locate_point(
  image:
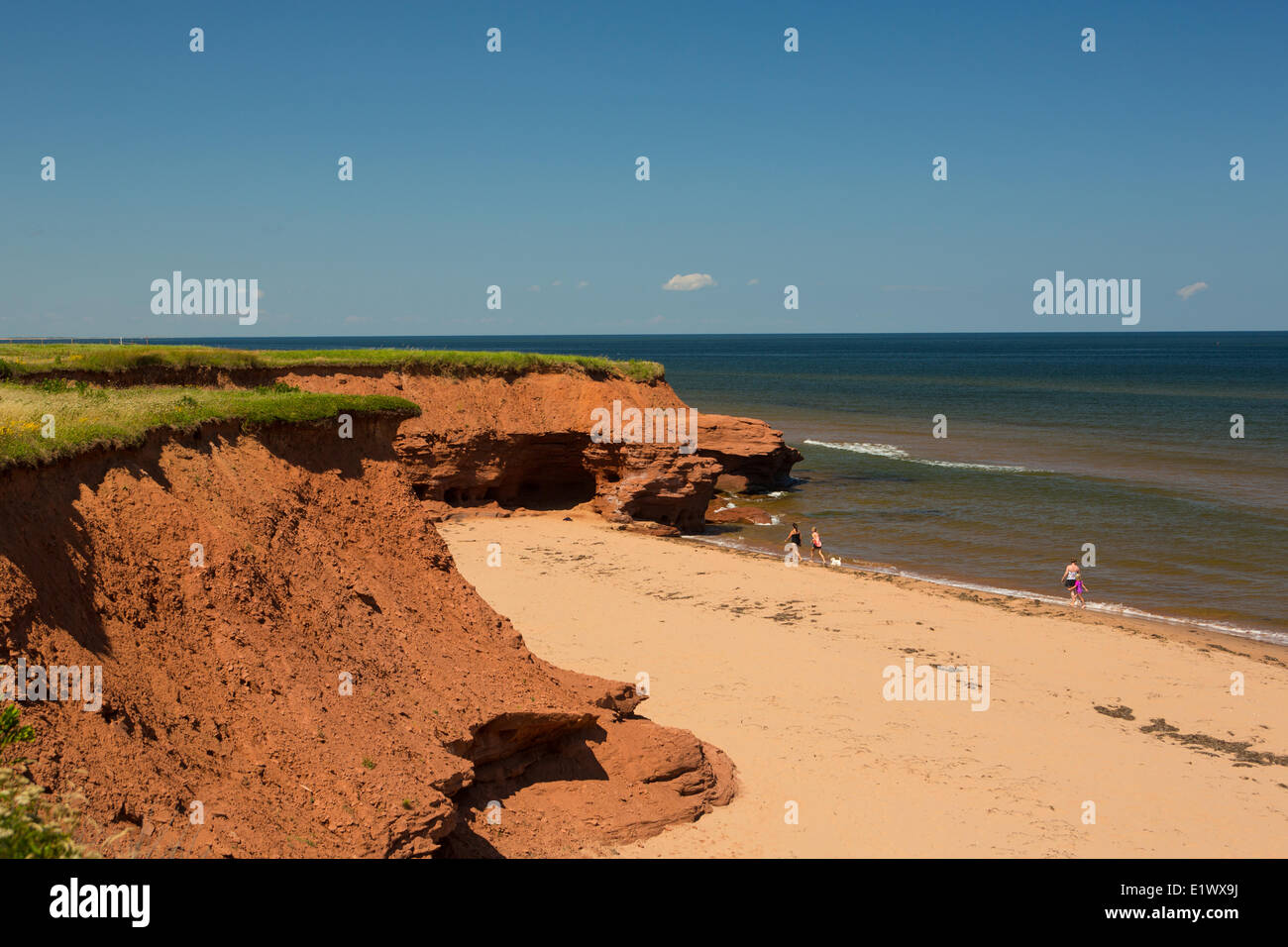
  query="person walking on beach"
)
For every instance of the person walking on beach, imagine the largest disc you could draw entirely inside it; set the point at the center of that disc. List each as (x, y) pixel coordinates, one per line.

****

▸ EXERCISE DETAILS
Please copy the records above word for word, leaving out the pictures.

▸ WRITTEN SOLUTION
locate_point(
  image:
  query="person walking on beach"
)
For every instance of the person walking on beach, imagine the largest disc you could draw entirely inside it; set the point at the center of that disc. List each as (x, y) pixel coordinates, one per line.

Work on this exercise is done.